__PROBLEM REQUIREMENTS__:
Rewrite every line of the material from its start through the line containing "[427,149,458,214]", both ends included, and lower each bounding-box coordinate in the answers by 5. Leave the pictures out.

__Records from a data source__:
########################################

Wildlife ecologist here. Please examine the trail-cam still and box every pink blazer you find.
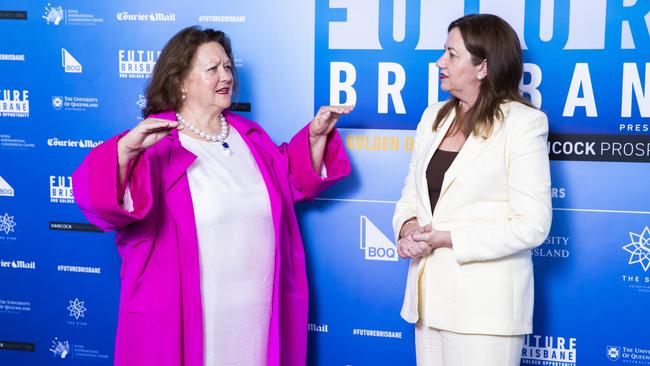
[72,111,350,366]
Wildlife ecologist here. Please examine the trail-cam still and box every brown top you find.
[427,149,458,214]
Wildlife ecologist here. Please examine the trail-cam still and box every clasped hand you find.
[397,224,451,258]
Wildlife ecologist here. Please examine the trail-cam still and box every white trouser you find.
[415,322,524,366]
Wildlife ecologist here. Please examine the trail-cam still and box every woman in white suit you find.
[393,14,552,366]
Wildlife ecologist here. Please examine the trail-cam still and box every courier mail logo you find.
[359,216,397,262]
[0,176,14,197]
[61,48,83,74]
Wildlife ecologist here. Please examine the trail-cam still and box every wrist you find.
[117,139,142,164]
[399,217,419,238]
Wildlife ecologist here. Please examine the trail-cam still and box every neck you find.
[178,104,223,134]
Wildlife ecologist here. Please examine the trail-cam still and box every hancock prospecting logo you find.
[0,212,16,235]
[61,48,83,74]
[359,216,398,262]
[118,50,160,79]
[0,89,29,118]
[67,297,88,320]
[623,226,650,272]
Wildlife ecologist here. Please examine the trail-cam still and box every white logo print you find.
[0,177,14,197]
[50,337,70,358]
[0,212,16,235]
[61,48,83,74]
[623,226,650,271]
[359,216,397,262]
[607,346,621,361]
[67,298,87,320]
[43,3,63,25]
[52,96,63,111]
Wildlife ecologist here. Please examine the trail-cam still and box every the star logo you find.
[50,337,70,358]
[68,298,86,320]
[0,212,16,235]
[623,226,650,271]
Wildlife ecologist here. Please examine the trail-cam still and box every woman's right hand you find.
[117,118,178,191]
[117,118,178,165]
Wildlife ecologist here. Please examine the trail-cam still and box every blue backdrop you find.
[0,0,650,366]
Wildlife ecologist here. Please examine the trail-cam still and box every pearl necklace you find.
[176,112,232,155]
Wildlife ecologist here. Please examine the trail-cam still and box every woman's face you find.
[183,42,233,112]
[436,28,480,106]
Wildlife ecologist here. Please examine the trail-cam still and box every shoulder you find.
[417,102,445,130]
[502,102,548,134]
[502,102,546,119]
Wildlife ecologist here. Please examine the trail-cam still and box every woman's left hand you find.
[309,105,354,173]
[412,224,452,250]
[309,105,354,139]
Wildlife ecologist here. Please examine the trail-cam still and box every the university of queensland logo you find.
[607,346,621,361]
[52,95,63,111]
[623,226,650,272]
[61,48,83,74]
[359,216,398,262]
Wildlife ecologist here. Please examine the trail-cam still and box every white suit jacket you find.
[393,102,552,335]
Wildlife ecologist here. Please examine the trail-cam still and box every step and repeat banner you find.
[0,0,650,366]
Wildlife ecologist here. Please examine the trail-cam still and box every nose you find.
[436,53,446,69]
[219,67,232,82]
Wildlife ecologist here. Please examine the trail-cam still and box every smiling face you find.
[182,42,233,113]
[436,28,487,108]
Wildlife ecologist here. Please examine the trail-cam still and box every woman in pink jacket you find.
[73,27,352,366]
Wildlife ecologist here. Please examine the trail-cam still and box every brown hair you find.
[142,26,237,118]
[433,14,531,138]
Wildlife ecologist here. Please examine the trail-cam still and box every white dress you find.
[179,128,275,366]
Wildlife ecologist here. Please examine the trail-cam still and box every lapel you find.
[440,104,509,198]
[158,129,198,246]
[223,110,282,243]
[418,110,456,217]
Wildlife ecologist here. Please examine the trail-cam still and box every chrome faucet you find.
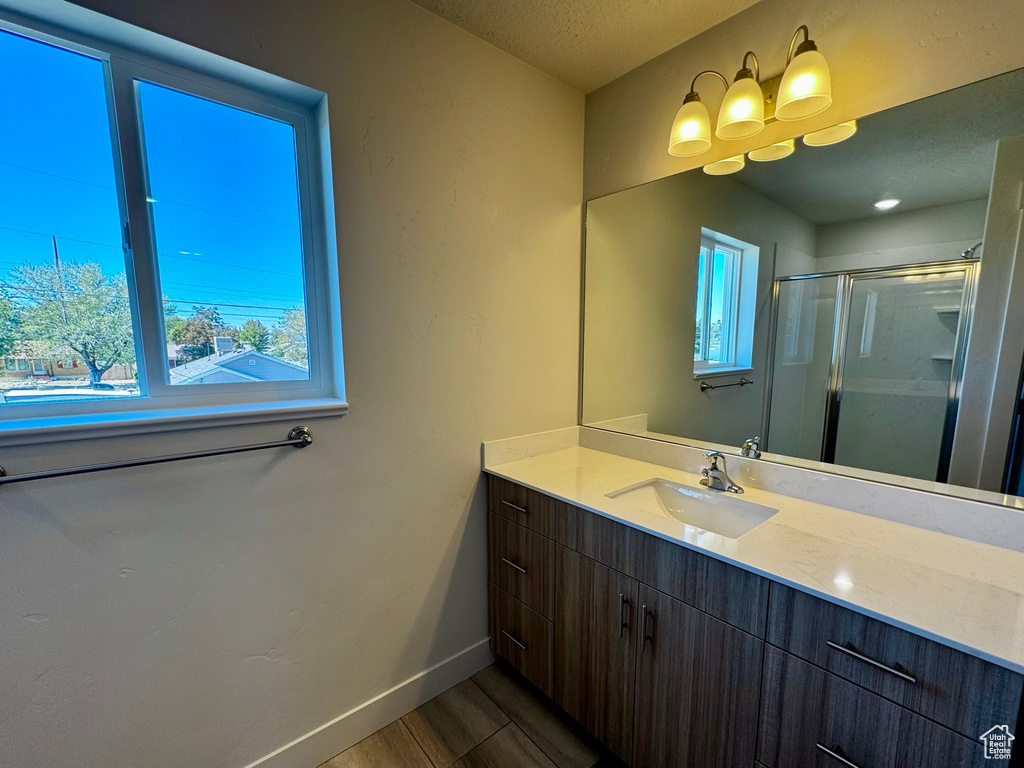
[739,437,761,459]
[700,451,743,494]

########################################

__FINISHED ANSWER__:
Wildlife ecologist here. Please examine the trail-cam still and box every pink blazer you find.
[67,106,345,361]
Wildlife ecologist here. Please examine the trail-cam still and box every brown top you find.
[422,144,453,209]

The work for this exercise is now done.